[What to work on] Extract every line in the items below that contains the string "snack". Matching is case-sensitive.

[Exercise input]
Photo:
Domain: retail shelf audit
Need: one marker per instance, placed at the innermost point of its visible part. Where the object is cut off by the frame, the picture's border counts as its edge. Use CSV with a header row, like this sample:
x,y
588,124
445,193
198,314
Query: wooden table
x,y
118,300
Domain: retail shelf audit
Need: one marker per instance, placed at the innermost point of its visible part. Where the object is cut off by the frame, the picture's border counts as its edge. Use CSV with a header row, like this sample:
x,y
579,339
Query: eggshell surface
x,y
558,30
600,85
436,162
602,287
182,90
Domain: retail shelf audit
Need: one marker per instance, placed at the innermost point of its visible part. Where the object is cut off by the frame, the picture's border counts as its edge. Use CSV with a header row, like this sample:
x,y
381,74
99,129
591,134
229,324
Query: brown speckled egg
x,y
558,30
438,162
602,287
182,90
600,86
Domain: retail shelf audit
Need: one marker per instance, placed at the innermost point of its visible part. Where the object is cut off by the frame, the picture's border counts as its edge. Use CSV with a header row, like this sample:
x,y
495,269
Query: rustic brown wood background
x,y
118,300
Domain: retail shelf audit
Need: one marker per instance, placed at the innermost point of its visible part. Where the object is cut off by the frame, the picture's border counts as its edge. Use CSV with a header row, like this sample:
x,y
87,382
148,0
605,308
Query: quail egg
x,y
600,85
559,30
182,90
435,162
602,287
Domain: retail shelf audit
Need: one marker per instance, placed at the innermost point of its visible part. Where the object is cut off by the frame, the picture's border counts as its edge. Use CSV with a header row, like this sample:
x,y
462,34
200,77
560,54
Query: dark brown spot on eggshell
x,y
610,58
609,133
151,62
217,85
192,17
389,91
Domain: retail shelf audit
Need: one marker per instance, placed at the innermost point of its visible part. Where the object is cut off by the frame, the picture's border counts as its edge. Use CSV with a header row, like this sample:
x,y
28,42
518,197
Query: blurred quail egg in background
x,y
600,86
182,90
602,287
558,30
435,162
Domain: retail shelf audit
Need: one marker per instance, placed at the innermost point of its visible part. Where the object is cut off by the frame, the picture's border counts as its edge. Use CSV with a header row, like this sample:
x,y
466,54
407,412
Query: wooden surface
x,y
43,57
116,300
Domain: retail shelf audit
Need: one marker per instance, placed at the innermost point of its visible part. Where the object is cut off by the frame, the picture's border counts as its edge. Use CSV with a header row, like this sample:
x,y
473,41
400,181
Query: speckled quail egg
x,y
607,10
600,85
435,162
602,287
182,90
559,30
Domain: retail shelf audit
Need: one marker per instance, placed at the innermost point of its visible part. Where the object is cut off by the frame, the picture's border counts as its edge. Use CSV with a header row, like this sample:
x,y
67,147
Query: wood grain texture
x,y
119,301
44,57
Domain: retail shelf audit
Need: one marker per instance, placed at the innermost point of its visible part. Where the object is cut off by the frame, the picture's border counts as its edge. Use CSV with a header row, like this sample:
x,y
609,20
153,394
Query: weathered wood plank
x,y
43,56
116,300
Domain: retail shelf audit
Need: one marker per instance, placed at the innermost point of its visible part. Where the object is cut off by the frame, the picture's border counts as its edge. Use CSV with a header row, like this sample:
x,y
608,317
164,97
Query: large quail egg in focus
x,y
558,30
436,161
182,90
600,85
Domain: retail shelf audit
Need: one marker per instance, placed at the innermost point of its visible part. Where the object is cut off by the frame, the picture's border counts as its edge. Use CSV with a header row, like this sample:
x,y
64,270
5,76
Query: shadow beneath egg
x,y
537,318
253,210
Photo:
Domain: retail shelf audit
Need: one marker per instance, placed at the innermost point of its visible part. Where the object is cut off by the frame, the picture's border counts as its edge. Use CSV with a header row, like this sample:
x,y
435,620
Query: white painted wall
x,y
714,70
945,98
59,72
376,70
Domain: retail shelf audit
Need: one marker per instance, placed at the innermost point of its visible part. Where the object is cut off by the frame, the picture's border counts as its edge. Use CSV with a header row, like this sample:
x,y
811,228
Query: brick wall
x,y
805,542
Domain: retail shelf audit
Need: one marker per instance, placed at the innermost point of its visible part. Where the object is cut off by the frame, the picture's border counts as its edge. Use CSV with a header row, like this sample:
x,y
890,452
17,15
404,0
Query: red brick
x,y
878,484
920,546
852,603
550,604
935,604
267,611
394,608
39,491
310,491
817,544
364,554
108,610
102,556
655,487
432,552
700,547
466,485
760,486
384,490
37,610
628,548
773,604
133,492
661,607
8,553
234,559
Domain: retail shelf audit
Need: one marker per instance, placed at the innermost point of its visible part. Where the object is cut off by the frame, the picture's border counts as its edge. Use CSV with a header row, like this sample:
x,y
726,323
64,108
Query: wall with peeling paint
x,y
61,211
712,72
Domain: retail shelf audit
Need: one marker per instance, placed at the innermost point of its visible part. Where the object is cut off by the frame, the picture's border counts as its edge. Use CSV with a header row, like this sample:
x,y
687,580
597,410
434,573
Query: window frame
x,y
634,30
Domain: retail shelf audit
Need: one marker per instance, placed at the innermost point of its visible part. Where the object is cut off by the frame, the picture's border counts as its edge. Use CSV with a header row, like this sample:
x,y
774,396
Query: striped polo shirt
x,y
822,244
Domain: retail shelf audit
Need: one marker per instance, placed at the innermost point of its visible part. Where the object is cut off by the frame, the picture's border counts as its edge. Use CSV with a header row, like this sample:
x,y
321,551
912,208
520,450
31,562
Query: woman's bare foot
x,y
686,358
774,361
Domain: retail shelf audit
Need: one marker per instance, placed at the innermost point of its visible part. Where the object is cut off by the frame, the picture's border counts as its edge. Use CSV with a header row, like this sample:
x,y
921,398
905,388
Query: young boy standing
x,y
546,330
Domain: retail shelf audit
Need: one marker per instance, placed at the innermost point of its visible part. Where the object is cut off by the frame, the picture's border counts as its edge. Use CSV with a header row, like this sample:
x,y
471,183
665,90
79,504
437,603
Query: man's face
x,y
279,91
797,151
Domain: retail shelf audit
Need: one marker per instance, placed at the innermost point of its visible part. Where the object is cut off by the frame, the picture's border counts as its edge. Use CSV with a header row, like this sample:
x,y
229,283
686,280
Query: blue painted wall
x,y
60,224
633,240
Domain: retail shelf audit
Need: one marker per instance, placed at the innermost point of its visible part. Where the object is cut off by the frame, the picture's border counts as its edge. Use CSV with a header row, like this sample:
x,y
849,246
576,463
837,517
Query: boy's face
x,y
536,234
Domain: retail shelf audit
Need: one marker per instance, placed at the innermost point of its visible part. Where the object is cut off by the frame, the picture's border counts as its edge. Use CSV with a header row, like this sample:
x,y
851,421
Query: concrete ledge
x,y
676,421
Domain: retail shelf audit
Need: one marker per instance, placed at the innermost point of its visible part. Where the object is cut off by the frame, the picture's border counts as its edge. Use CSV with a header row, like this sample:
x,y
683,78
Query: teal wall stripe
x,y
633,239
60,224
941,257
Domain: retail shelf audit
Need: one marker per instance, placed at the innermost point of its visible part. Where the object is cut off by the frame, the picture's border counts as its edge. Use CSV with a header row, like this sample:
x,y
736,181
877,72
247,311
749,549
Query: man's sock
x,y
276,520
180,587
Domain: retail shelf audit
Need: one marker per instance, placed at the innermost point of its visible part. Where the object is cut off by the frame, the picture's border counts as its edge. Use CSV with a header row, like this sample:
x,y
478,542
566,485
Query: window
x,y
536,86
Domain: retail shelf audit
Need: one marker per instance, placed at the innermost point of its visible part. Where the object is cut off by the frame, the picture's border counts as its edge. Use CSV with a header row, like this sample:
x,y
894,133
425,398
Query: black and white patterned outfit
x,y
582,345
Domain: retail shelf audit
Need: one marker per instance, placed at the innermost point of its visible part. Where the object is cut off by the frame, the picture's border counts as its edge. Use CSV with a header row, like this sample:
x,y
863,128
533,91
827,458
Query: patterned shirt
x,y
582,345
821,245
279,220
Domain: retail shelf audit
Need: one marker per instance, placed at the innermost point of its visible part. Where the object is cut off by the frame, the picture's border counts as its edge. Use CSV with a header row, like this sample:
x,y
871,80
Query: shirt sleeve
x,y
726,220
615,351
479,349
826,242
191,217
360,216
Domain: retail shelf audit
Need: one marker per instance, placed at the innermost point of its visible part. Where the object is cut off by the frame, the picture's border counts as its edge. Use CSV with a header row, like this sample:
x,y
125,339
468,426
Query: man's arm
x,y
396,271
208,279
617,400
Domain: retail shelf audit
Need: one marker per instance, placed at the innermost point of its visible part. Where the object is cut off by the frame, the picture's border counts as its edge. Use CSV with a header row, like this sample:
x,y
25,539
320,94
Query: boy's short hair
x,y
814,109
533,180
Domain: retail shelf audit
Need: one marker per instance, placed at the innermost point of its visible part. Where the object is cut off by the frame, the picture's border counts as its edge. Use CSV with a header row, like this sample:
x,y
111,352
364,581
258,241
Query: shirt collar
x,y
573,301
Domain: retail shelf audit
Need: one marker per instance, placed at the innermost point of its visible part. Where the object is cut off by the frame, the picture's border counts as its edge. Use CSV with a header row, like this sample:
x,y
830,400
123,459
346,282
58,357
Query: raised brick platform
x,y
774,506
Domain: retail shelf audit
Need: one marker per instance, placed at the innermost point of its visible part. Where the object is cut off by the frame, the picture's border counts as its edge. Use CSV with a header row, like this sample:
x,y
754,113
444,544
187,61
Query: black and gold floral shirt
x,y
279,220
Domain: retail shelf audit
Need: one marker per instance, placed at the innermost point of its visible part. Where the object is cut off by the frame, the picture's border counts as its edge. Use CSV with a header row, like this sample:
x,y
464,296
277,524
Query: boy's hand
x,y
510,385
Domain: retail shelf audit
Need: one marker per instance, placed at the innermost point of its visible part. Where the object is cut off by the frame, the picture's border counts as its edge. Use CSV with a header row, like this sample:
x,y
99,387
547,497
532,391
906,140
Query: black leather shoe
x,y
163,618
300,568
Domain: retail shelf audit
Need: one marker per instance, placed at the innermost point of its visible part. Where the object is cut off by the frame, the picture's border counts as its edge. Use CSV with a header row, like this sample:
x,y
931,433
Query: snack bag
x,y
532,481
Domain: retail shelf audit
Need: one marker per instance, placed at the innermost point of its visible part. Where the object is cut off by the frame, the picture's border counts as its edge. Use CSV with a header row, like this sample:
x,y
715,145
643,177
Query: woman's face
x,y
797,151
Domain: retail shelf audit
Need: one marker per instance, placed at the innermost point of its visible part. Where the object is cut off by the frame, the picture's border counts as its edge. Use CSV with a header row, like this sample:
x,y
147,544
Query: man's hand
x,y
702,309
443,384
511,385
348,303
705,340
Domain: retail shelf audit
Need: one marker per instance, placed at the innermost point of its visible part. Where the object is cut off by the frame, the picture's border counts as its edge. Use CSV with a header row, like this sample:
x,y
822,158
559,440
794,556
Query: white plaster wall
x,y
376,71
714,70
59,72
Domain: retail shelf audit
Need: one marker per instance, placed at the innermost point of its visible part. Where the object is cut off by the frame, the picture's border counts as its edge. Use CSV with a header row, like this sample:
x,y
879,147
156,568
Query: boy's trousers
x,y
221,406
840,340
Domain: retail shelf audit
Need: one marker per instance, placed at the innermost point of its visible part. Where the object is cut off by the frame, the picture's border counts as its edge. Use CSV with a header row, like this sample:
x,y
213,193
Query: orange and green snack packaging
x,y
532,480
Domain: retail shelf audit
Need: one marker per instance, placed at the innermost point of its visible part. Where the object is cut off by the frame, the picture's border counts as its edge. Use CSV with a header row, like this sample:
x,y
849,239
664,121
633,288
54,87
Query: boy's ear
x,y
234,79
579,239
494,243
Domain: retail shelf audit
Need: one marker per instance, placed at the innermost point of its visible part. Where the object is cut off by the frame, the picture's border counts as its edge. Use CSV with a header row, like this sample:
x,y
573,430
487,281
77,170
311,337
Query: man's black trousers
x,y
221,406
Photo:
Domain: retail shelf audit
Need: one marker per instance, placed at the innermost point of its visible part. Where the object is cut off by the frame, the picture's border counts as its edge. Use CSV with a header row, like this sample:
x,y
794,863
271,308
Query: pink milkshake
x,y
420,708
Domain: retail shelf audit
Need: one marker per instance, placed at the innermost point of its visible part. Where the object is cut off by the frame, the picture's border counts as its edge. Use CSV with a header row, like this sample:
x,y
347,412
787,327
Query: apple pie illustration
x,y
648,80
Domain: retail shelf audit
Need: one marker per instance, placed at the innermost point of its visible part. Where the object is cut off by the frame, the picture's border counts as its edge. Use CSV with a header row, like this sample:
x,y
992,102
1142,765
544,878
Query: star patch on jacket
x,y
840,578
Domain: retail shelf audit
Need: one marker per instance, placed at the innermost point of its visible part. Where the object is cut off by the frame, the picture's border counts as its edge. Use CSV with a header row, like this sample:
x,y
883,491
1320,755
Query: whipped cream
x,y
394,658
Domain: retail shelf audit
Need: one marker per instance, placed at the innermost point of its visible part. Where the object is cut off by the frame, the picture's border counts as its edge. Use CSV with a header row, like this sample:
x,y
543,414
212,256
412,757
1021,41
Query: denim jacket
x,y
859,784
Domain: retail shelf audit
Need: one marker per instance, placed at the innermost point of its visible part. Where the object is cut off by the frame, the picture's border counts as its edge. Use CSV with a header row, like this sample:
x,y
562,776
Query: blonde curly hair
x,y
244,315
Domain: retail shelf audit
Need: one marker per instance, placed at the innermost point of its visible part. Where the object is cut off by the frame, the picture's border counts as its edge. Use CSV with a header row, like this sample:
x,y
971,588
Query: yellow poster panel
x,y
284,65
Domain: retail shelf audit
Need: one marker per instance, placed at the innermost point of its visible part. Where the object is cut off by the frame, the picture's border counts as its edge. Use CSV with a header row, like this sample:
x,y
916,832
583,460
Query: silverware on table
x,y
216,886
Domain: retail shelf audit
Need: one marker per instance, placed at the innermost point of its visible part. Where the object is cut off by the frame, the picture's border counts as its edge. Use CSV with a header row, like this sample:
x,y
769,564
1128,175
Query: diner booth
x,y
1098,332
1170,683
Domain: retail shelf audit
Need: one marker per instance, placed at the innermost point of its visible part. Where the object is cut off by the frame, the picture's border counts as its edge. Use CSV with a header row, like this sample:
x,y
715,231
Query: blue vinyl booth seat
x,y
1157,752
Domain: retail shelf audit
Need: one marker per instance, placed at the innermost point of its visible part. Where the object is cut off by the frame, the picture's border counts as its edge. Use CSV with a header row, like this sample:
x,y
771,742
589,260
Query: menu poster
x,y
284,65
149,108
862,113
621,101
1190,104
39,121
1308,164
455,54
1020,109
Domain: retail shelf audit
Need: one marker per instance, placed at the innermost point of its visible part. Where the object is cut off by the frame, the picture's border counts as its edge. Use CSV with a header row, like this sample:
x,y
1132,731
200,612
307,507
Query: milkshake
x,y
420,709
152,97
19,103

[Answer to the exercise]
Query: snack bag
Query: orange and green snack packaging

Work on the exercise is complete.